Le procès des viols de Mazan, qui se déroule devant la cour criminelle d'Avignon, va bientôt arriver à son terme. Il reste encore à entendre les plaidoiries d'une multitude d'avocats chargés de défendre la cinquantaine d'accusés. Le premier d'entre eux, Dominique Pélicot, le mari, reconnait avoir drogué son ex-épouse pour l'offrir à des hommes durant une dizaine d'années. Les autres, ceux qui ont abusé de Madame Gisèle Pélicot à son insu, alors qu'elle était inconsciente au moment des faits, ont des stratégies de défense diverses. Il en est même certains qui n'hésitent pas à considérer que la victime, inerte, était consentante, dès lors qu'elle n'avait pas manifesté son absence de consentement.
Une telle stratégie de défense peut sembler particulièrement ignoble, mais ce n'est pas le sujet. Les avocats sont libres de plaider comme ils l'entendent, et il leur appartient d'apprécier eux-mêmes la défense qu'ils conseillent à leur client. Sur le plan juridique, la question qui se pose est celle de l'intégration de la notion de consentement dans la définition du viol. Déjà, le Garde des Sceaux et le président de la République se sont déclarés favorables à une telle évolution. A cet égard, le procès de Mazan devrait sans doute inciter les autorités à engager une réforme qui fait l'objet d'un relatif consensus.
Le viol est défini par l'article 222-23 du code pénal, qui punit de quinze années de réclusion criminelle 'tout acte de pénétration sexuelle, de quelque nature qu'il soit, ou tout acte bucco-génital commis sur la personne d'autrui (..) par violence, contrainte, menace ou surprise". Dans l'affaire de Mazan, l'existence même de la pénétration sexuelle n'est pas contestée.
Le viol par surprise
Contrairement à ce qui a pu être parfois affirmé, l'incrimination du mari ne pose pas de problème sérieux. Madame Pélicot a été victime de viols par surprise. Encore faut-il définir juridiquement la surprise. Celle-ci ne relève pas du domaine du sentiment, n'est pas de l'ordre de l'étonnement ou de la stupéfaction mais précisément de celui du consentement. Elle consiste à surprendre le consentement de la victime, et il ne suffit pas, comme l'a affirmé la Cour de cassation dans un arrêt du 25 avril 2001, de constater que la plaignante était "tombée des nues".

-- -- --

== TÂCHES À RÉALISER ==
1. Dans la liste, recopiez les lignes allant de celle qui contient « # Outline the region of every instance of the woman. » jusqu'à la fin, en remplaçant « woman » par « girl ». Le reste doit rester identique.
2. Poursuivez le texte sur le procès des viols de Mazan à partir de sa dernière phrase.

-- -- --

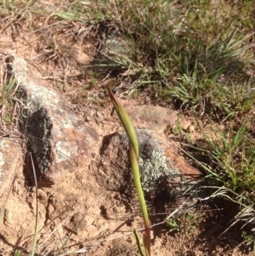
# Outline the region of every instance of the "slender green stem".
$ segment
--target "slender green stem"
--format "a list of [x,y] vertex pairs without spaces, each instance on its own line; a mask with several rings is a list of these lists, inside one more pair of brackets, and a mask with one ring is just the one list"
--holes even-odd
[[147,207],[146,206],[145,199],[144,199],[143,192],[142,188],[141,180],[140,178],[138,158],[136,156],[132,145],[129,146],[129,152],[133,174],[134,176],[135,179],[135,184],[136,188],[137,195],[138,196],[140,206],[141,207],[142,215],[143,215],[144,222],[144,227],[145,229],[145,237],[143,237],[143,241],[144,243],[146,243],[146,245],[144,245],[144,246],[146,248],[146,255],[150,256],[150,223],[149,221]]

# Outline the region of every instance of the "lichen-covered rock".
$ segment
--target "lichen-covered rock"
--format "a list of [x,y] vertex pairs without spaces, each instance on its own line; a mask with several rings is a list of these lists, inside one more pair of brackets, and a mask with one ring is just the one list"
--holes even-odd
[[20,145],[10,139],[0,139],[0,195],[10,188],[18,169],[22,167]]
[[[65,170],[89,162],[96,144],[96,132],[69,110],[67,100],[48,88],[38,72],[17,56],[9,58],[8,72],[19,84],[16,93],[24,105],[22,132],[38,170],[41,186],[54,183]],[[31,172],[30,158],[27,169]]]
[[[175,142],[145,129],[136,130],[140,146],[140,172],[145,194],[152,200],[163,192],[168,199],[183,202],[183,193],[201,176],[178,153]],[[128,140],[124,131],[105,138],[98,162],[97,181],[105,189],[127,192],[133,183]],[[188,193],[187,193],[188,194]]]

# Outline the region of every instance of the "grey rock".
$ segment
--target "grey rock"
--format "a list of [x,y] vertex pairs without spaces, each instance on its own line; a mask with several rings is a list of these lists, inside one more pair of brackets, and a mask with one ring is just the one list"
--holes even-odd
[[[47,87],[40,74],[13,56],[8,72],[18,83],[22,132],[27,137],[41,186],[52,184],[66,170],[89,162],[98,140],[96,132],[69,110],[66,98]],[[27,169],[31,172],[30,158]]]
[[[177,142],[146,129],[136,130],[140,146],[140,173],[142,184],[151,200],[164,193],[166,198],[182,203],[188,195],[183,195],[201,177],[180,155]],[[124,131],[105,138],[102,156],[98,162],[98,183],[105,189],[126,192],[133,183],[129,159],[128,140]],[[175,204],[176,206],[176,204]]]

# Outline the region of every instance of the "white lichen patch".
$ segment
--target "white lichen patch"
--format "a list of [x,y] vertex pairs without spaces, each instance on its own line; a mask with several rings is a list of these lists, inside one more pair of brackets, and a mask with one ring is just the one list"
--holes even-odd
[[140,158],[139,167],[142,185],[147,192],[155,188],[152,184],[156,184],[155,182],[160,177],[178,172],[175,168],[170,170],[167,157],[155,151],[152,151],[149,159],[144,160]]
[[59,141],[56,144],[56,163],[60,163],[70,158],[71,154],[76,154],[77,147],[69,147],[65,142]]

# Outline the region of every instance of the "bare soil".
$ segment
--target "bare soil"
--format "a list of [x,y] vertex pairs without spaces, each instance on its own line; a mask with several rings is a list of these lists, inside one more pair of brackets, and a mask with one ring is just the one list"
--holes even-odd
[[[127,193],[103,188],[98,183],[98,163],[104,154],[102,146],[107,146],[105,137],[121,128],[119,123],[113,121],[112,106],[104,98],[104,81],[91,86],[89,75],[77,70],[92,61],[95,46],[91,41],[83,41],[82,45],[75,42],[71,45],[75,47],[71,47],[71,43],[67,43],[69,39],[63,34],[57,40],[59,47],[66,52],[57,56],[48,49],[45,41],[41,40],[43,36],[43,33],[28,34],[26,31],[13,34],[13,27],[9,27],[0,39],[0,52],[18,54],[41,72],[51,86],[68,97],[80,118],[96,130],[100,142],[87,165],[70,170],[54,185],[39,190],[38,252],[41,254],[50,248],[55,252],[56,248],[64,245],[68,234],[72,233],[64,245],[62,253],[80,250],[76,252],[87,255],[137,255],[132,231],[142,228],[143,221],[133,187],[130,185]],[[127,103],[129,100],[153,104],[145,98],[127,100]],[[194,130],[194,140],[201,137],[196,133]],[[166,135],[175,137],[171,129]],[[26,172],[26,169],[20,169],[8,198],[0,231],[2,255],[13,253],[15,249],[27,253],[32,249],[36,191]],[[131,183],[130,177],[129,179],[121,182]],[[0,199],[1,206],[6,197],[7,192]],[[173,202],[169,204],[171,204],[173,210],[178,208]],[[187,211],[189,209],[180,210],[177,215],[180,218],[180,215]],[[200,218],[192,223],[195,228],[189,234],[170,232],[165,223],[152,228],[154,255],[252,254],[249,248],[241,244],[240,227],[236,226],[221,235],[237,213],[233,204],[221,199],[198,202],[192,211]],[[152,224],[156,224],[163,222],[171,212],[152,213]],[[56,229],[57,230],[50,236]]]

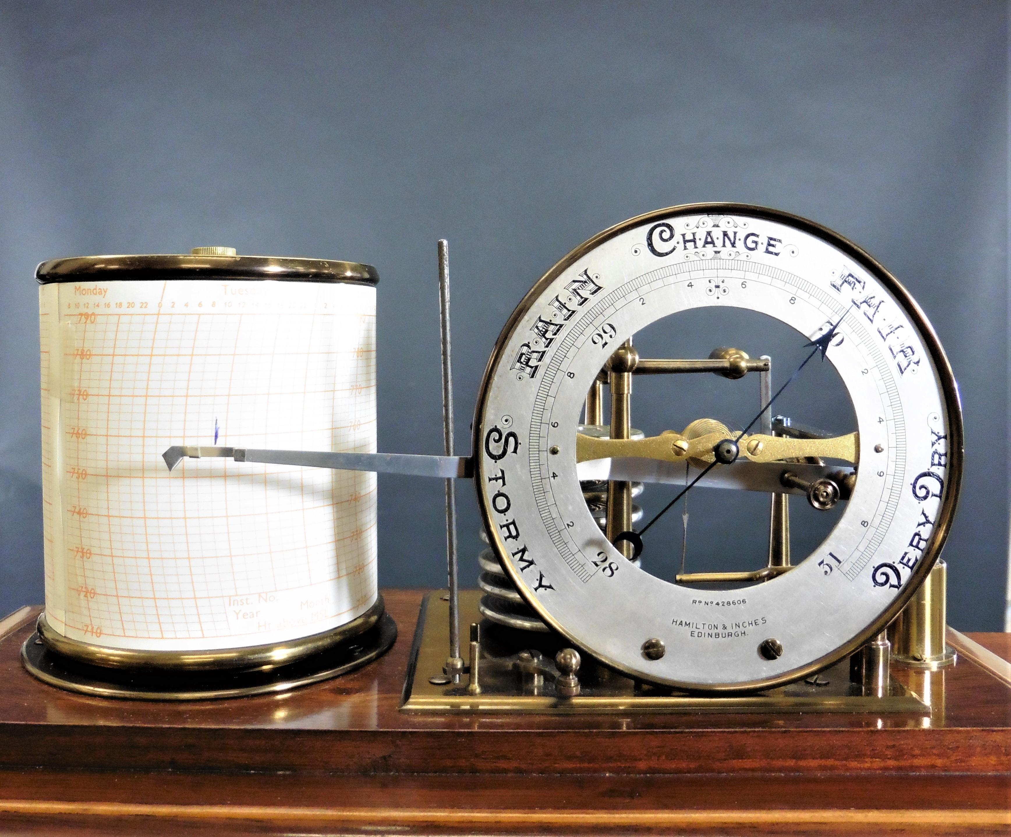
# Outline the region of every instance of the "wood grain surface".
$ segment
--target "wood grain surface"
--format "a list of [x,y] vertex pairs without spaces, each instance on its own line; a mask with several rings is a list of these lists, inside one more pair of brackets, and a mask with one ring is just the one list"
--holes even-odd
[[1011,687],[966,657],[915,718],[411,716],[397,707],[422,593],[384,596],[400,636],[376,663],[195,704],[43,685],[18,659],[37,609],[0,622],[0,833],[1011,830]]

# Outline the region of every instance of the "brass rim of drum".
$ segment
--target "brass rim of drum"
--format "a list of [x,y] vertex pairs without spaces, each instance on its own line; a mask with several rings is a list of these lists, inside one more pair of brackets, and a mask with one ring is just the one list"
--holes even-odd
[[346,282],[375,285],[372,265],[325,259],[276,256],[137,255],[74,256],[51,259],[35,270],[41,284],[50,282],[160,279],[273,279],[288,282]]
[[222,648],[213,651],[137,651],[130,648],[107,648],[58,634],[38,617],[36,630],[42,644],[51,651],[79,662],[101,668],[148,669],[159,671],[266,671],[296,662],[311,654],[338,645],[362,634],[379,622],[385,607],[382,596],[364,614],[346,625],[309,637],[247,648]]
[[[30,674],[48,685],[92,698],[132,701],[219,701],[254,694],[277,694],[293,688],[339,677],[372,662],[396,641],[396,624],[383,614],[371,630],[332,646],[326,653],[306,657],[269,670],[177,672],[166,687],[165,672],[120,672],[67,663],[67,658],[51,653],[37,634],[21,646],[21,661]],[[352,641],[354,640],[354,641]],[[116,677],[118,675],[118,679]]]

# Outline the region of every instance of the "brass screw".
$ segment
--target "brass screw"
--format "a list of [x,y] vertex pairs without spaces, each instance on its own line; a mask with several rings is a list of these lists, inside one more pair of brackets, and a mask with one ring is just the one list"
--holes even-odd
[[667,653],[663,640],[653,637],[642,644],[642,654],[647,660],[658,660]]

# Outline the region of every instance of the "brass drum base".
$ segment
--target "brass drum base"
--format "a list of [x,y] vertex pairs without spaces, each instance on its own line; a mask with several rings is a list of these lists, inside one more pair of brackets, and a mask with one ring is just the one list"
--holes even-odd
[[139,701],[208,701],[288,691],[337,677],[382,656],[395,640],[396,623],[383,614],[367,631],[284,665],[246,671],[159,671],[81,662],[48,648],[36,631],[21,646],[21,662],[42,682],[82,694]]

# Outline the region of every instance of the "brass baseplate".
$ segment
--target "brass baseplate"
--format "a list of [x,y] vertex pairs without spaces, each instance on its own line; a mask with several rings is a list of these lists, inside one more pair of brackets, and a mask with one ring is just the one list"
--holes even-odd
[[[616,714],[629,712],[843,712],[929,715],[930,708],[895,678],[886,698],[864,695],[849,680],[849,660],[800,682],[745,694],[690,693],[636,682],[583,655],[580,690],[574,698],[555,692],[555,654],[568,645],[560,636],[518,631],[483,620],[478,611],[479,590],[460,591],[461,633],[472,623],[481,625],[480,693],[467,690],[469,677],[459,683],[433,683],[443,678],[449,652],[449,601],[445,590],[429,593],[422,602],[410,650],[400,709],[411,713],[530,713]],[[541,677],[518,670],[523,651],[541,654]],[[535,655],[536,656],[536,655]]]

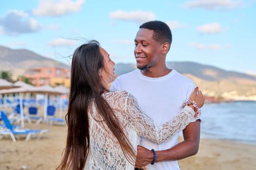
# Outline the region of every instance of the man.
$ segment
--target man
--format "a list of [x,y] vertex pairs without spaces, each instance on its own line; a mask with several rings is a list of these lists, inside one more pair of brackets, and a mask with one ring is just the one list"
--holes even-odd
[[[158,124],[178,114],[196,87],[191,79],[167,67],[165,59],[172,40],[171,30],[165,23],[152,21],[141,25],[135,39],[138,69],[118,77],[111,86],[112,90],[132,93]],[[200,124],[199,119],[193,118],[183,130],[184,140],[179,143],[178,134],[161,144],[142,137],[140,145],[145,148],[138,146],[138,154],[145,159],[145,165],[149,164],[148,170],[179,170],[177,160],[197,152]],[[156,151],[155,164],[152,149]]]

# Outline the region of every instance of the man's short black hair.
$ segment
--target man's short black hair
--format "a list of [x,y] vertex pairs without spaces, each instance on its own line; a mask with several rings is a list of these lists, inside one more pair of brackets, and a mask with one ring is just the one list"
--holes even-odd
[[153,38],[156,42],[163,43],[168,42],[170,45],[173,40],[172,32],[165,23],[158,20],[145,22],[139,28],[146,28],[154,31]]

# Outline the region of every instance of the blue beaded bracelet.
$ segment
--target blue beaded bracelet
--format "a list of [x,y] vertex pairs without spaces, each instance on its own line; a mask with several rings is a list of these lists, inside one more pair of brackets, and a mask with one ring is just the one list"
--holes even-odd
[[156,160],[157,160],[157,155],[156,155],[156,151],[155,151],[154,149],[152,149],[151,151],[152,151],[154,154],[154,160],[151,163],[151,165],[154,165],[156,163]]

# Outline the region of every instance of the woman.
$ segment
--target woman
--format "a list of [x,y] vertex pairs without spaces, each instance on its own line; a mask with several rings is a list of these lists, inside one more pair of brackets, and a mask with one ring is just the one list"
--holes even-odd
[[[163,142],[182,130],[195,115],[193,106],[186,106],[173,120],[156,126],[132,95],[109,91],[108,85],[115,78],[114,66],[96,41],[75,51],[66,149],[57,169],[134,170],[139,136]],[[200,91],[196,94],[197,90],[191,99],[200,107],[204,100]]]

-- -- --

== RÉPONSES PAR TÂCHE ==
1.
# Outline the region of every instance of the girl.
$ segment
--target girl
--format "a list of [x,y] vertex pairs without spaces, each instance on its own line; a mask with several rings is a list of these lists, inside one more pair of brackets, and a mask with one ring is just the one list"
--holes even-odd
[[[163,142],[182,130],[195,115],[193,106],[186,106],[173,120],[156,126],[132,95],[109,91],[108,85],[115,78],[114,66],[96,41],[75,51],[66,149],[57,169],[134,170],[139,136]],[[200,91],[196,94],[197,90],[191,99],[200,107],[204,100]]]

2.
L'arrêt rendu par la Chambre criminelle de la Cour de cassation le 23 janvier 2019 nous éclaire sur la définition de la surprise. En l'espèce, l'auteur des faits était inscrit sur un site de rencontres, où il se présentait comme Anthony L., un homme de 37 ans, 1, 78 m., architecte d'intérieur à Monaco. Avec l'annonce, une photo très avantageuse, en réalité l'image d'un mannequin trouvée sur internet. Intéressée par l'annonce, la plaignante prend contact et finit par accepter un étrange jeu de rôle. Dévêtue, les yeux bandés, les mains attachées, elle accepte un rapport sexuel durant lequel elle ne voit pas son partenaire. Ensuite, il lui détache les mains, lui ôte son bandeau, et elle découvre, selon sa propre description un "vieil homme voûté et dégarni à la peau fripée et le ventre bedonnant". La stupéfaction intervient donc après l'acte sexuel, quand l'intéressée découvre que le prince charmant n'était ni prince ni charmant.
La surprise est donc le résultat d'un subterfuge. Dans l'affaire de 2019, l'intéressé estimait qu'il n'avait commis aucun viol, puisque, au moment du rapport sexuel, sa victime était consentante, aucune violence ou contrainte n'ayant été exercée. Elle avait accepté l'étrange scénario, n'avait pas retiré le bandeau pour voir à quoi ressemblait cet étrange monégasque. A l'époque, les juges du fond, avaient estimé que la stupéfaction de la plaignante en découvrant son partenaire ne faisait pas disparaître le fait qu'elle avait librement consentement.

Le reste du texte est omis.